» **SET EXERCISE**
Identify every line of the records that contains the word "smoke" and copy each such line. Case counts.

» **Dataset entries**
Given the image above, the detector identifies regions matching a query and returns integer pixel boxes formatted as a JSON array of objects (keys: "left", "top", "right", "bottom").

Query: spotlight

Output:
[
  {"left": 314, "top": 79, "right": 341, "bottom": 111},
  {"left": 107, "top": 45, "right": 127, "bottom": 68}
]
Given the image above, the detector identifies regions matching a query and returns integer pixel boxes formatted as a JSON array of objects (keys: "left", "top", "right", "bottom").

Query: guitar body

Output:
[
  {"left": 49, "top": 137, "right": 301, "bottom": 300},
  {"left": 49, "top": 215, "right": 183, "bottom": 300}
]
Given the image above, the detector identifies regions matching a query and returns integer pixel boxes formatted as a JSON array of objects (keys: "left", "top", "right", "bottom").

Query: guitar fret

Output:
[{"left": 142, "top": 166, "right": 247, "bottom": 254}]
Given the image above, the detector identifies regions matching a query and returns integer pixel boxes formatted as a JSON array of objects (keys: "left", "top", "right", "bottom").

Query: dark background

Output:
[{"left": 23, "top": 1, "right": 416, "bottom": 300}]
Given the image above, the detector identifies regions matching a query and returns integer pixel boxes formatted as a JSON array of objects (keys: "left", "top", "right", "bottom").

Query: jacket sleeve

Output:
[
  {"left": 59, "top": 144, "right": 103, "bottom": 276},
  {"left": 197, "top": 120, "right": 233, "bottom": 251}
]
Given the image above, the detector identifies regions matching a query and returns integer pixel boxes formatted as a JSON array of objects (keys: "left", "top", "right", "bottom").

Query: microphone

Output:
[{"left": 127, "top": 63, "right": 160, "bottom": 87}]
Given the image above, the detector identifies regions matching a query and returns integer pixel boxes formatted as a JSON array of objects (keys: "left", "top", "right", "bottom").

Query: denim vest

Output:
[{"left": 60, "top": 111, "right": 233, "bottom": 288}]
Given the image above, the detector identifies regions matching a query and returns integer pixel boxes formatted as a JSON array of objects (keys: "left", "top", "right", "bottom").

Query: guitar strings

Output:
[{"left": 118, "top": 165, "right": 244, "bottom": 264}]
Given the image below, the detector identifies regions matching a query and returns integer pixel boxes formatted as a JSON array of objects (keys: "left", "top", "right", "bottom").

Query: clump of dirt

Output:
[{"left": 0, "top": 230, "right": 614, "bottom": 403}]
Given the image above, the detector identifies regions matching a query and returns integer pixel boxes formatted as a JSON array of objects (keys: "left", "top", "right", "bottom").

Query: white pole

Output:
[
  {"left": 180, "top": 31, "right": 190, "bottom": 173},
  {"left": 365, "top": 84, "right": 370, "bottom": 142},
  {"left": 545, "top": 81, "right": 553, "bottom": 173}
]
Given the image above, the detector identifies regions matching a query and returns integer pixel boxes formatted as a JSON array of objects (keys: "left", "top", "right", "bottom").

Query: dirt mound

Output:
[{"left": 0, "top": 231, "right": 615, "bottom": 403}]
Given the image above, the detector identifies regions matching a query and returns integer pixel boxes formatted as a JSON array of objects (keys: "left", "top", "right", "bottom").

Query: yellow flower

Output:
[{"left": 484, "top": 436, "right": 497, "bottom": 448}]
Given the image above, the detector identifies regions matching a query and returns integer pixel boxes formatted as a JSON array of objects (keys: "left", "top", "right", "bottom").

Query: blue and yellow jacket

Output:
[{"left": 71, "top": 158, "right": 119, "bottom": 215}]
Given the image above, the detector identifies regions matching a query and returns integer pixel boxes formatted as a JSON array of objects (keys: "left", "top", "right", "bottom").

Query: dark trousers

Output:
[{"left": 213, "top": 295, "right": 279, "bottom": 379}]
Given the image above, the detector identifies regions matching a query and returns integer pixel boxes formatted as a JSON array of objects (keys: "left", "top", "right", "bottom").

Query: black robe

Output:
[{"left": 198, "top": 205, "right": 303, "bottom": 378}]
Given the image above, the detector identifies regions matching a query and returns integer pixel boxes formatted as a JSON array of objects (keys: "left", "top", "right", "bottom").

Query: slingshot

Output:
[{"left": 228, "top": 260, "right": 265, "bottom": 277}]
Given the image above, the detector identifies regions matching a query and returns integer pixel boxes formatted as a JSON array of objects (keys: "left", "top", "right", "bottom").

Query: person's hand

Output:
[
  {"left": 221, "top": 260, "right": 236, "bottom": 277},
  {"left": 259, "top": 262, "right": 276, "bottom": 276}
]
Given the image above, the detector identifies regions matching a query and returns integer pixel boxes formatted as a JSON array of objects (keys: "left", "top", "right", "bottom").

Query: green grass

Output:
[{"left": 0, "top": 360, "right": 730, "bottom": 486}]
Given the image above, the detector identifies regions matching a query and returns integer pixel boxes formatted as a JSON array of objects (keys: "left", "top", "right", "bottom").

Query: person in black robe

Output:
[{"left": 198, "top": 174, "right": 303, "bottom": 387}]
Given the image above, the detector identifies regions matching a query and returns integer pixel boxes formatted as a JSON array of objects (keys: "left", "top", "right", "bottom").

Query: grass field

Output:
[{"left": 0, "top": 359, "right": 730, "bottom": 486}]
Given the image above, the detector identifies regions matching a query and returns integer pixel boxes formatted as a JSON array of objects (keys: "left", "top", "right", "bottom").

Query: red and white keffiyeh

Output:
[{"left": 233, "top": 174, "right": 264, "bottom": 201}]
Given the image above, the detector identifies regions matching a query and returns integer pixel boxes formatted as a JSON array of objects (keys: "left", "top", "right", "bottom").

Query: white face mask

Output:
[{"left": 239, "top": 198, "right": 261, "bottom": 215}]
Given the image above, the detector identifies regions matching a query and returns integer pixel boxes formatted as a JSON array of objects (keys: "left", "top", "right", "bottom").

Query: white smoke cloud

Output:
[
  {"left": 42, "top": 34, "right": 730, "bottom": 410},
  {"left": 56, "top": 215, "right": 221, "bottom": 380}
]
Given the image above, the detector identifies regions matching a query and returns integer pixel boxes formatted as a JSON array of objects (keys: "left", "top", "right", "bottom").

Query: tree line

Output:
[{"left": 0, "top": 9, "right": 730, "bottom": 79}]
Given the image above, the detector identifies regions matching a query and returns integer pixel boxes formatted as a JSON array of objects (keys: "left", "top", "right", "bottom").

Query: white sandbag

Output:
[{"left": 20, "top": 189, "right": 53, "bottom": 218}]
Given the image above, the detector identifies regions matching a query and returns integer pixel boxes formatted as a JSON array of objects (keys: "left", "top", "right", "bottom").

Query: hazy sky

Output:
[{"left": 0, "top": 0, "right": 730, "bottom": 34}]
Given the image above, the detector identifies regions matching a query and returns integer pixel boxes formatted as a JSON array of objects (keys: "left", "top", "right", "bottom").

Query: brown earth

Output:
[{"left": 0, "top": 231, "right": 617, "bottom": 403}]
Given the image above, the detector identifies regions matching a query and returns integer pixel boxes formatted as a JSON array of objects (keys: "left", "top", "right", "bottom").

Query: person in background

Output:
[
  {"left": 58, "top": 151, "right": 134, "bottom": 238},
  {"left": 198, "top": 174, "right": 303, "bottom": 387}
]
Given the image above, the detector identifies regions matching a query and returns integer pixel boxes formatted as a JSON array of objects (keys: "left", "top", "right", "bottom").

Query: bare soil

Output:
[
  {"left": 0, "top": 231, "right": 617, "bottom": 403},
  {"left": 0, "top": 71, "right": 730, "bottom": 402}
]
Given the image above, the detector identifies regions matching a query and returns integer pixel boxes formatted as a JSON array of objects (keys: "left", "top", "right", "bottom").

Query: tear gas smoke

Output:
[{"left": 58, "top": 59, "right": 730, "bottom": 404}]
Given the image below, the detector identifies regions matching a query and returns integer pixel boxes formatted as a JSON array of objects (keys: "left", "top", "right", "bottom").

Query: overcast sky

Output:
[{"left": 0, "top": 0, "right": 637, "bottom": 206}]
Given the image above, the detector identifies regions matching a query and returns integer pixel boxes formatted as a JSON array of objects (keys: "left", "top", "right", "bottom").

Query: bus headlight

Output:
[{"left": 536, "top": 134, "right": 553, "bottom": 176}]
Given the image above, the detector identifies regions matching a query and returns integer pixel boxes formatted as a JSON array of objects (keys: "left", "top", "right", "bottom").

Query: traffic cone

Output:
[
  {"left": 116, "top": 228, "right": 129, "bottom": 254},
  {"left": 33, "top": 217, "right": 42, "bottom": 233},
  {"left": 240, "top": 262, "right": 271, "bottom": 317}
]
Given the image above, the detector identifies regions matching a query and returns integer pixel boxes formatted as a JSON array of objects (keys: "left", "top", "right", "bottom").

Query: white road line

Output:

» **COMPLETE RESPONSE**
Query: white smoke cloud
Query: tear gas smoke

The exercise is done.